▸ **THE TASK**: Update the records below by changing every "green glove" to "leather glove" and keeping all other text unchanged. Leave the pictures out of your output.

Shape labeling records
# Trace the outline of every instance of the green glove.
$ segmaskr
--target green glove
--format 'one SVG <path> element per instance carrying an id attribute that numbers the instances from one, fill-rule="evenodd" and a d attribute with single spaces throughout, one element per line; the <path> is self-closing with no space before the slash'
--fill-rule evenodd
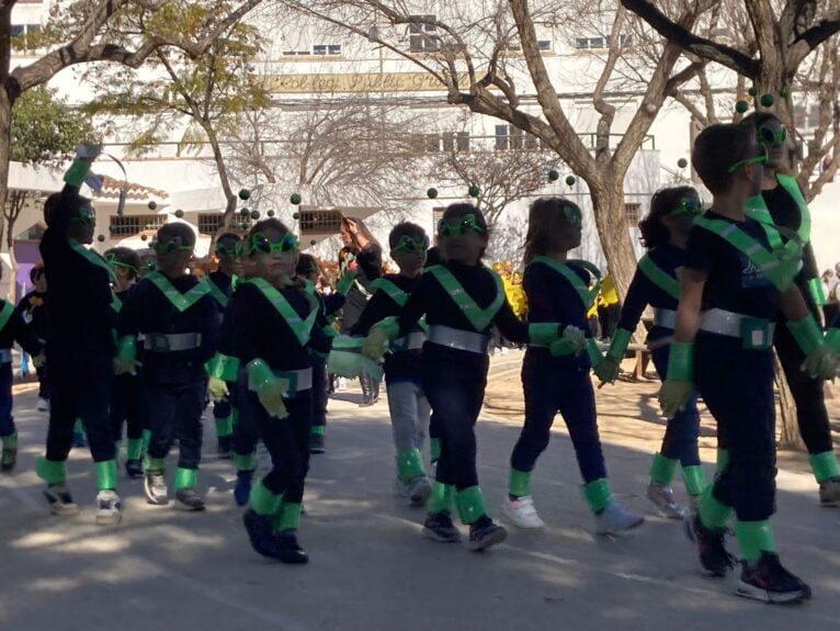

▸ **FINAL RESULT**:
# Trace the outline of every instance of the leather glove.
$ segmaskr
--target leather glove
--format 'one SVG <path> element per instance carrying an id attribute that numbers the instances from one, fill-rule="evenodd" and a d attribute with single spaces throughout, one element per line; the <path> is self-closing with no space before the slash'
--fill-rule evenodd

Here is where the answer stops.